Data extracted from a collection
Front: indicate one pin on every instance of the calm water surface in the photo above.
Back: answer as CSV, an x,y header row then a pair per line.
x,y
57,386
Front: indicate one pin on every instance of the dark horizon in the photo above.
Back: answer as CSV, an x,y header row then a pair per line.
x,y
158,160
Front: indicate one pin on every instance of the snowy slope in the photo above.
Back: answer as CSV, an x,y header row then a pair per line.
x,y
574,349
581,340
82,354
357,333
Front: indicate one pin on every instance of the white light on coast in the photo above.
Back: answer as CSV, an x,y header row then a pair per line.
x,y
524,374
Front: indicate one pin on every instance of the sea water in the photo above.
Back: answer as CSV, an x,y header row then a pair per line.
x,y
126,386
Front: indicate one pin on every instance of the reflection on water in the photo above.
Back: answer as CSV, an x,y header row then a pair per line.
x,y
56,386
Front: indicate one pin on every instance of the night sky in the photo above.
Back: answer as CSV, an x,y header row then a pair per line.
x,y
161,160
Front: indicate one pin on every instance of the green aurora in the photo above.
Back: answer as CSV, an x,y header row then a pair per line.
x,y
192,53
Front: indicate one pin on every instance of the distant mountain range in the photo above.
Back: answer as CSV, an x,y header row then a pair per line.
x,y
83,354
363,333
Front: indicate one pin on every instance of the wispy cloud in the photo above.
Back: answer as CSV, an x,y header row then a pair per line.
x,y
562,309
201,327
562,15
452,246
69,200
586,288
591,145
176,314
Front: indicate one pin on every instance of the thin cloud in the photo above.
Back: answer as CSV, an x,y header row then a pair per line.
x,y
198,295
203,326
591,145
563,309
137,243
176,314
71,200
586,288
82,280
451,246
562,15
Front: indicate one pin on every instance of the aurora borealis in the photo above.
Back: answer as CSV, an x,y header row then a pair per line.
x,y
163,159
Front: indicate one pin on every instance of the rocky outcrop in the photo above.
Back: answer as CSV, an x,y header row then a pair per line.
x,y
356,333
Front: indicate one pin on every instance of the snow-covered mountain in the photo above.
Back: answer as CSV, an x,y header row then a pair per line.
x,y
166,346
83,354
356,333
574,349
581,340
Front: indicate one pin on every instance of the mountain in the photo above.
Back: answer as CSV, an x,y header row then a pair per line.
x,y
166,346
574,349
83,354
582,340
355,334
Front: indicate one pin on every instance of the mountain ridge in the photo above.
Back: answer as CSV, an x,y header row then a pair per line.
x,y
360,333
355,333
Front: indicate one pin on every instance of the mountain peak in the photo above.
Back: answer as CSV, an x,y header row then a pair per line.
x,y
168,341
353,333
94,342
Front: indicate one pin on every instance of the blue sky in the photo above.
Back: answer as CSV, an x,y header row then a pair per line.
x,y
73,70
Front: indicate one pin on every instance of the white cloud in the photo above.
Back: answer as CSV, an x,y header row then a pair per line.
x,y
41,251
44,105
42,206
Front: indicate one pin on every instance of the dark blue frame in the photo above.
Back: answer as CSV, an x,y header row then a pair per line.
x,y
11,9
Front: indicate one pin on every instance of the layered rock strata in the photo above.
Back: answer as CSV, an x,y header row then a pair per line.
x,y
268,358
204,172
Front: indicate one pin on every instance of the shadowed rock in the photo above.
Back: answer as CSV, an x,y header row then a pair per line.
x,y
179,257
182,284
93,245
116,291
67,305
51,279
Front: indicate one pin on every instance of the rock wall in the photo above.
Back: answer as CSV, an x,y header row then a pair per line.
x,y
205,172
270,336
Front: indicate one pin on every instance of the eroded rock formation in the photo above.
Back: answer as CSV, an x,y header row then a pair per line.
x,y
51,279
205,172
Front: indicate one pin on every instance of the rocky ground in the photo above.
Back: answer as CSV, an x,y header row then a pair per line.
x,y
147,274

• Work request
What you give back should match the entries above exactly.

• Answer area
Front: indicate one pin on every instance of the calm water surface in the photo above.
Back: answer as CSV, an x,y header row then a pair per line.
x,y
57,386
Front: indicate one pin on every instance of the dark horizon in the photo above.
Back: answer as CSV, an x,y header row then a pair per line.
x,y
158,160
Front: indicate one pin on every instance of the snowy slope in the photo above.
Back: answer as CSV, an x,y header row then a pair per line.
x,y
574,349
581,340
82,354
357,333
Front: indicate one pin on every instance of the white light on coast in the photo above.
Back: answer as CSV, an x,y header row then a pair per line.
x,y
524,374
Front: indicate one pin on every instance of the sea water in the photo above.
Back: answer as CSV, an x,y header row then a pair per line.
x,y
126,386
Front: indicate one pin on every instance of the reflection on water in the photo above.
Back: answer as CSV, an x,y header row then a pair per line.
x,y
56,386
Front: indicate one pin on every instance of the night sky in the photo above.
Back: answer as CSV, an x,y header row then a pair per line.
x,y
161,160
Front: indicate one pin on every instance of the green aurora in the photo above.
Back: answer as CSV, an x,y header row then a pair per line.
x,y
192,53
Front: indicate one pin on every instance of the distant mountain range in the photo above.
Back: answer as CSV, an x,y header row then a pair per line.
x,y
83,354
363,333
Front: indicate one pin on every instance of the wispy cloud in the photo above.
Back: answer as CSV, an x,y header row then a pair per line.
x,y
562,309
201,327
562,15
452,246
69,200
586,288
591,145
176,314
Front: indicate one pin on every instance of the thin cloud in the photo above.
Back: answer as CSV, an x,y header row then a pair per line.
x,y
198,295
203,326
591,145
563,309
137,243
176,314
71,200
586,288
82,280
451,246
562,15
Front: indicate one pin on every instance of the aurora borealis in the photo above.
Back: answer as CSV, an x,y header row then a pair per line.
x,y
163,159
Front: indicate one pin on every instance of the rocky outcrop in the photo above.
Back: answer as CSV, an x,y header row then a pair per line.
x,y
356,333
Front: indicate one pin on every instance of the snow-covered mountain in the photo above.
Back: answer as CSV, an x,y header row then a pair per line.
x,y
166,346
83,354
356,333
574,349
581,340
Front: indicate one pin on every instance of the mountain in the photo above.
Back: answer as CSV, an x,y header row then a pair per line.
x,y
166,346
574,349
83,354
582,340
355,334
Front: indicate one pin on every instance of the mountain ridge in the photo above.
Back: answer as CSV, an x,y header row then a pair per line.
x,y
360,333
355,333
Front: indicate one pin on every instance of the mountain peak in the photo above.
Back: answer as CSV, an x,y header row then a pair per line.
x,y
168,341
353,333
94,342
Front: indicate one pin on every instance of the blue sky in the photo above.
Back: answer as CSV, an x,y header row then a pair per line.
x,y
73,70
Front: indicate one pin on every instance of the white cloud in the photo above.
Back: answer as CSV, an x,y header row then a pair per line.
x,y
41,251
44,105
42,206
Front: indicate one pin on every instance of the dark blue frame in the photo above.
Back: answer as CSV, an x,y header row then a pair per line.
x,y
11,9
Front: indicate one pin on every instance of the layered rock strata in the photo above.
Back: answer as CSV, an x,y header row then a pair per line.
x,y
268,358
204,172
Front: indicate one pin on every instance of the shadowed rock in the photo above.
Back: answer as CSV, an x,y header row then a pair per line.
x,y
179,257
182,284
93,245
116,291
67,305
51,279
Front: indicate one pin on every instance of the rock wall in the photo above.
Back: answer as CSV, an x,y header row then a pair per line.
x,y
205,172
270,336
Front: indicate one pin on every instance of the eroded rock formation in the photo above.
Back: answer as CSV, an x,y header row then a pair per line.
x,y
51,279
205,172
Front: indicate one pin on every instance of the rocky ground in the photo above.
Back: answer as CSV, an x,y header row then a pair per line.
x,y
147,274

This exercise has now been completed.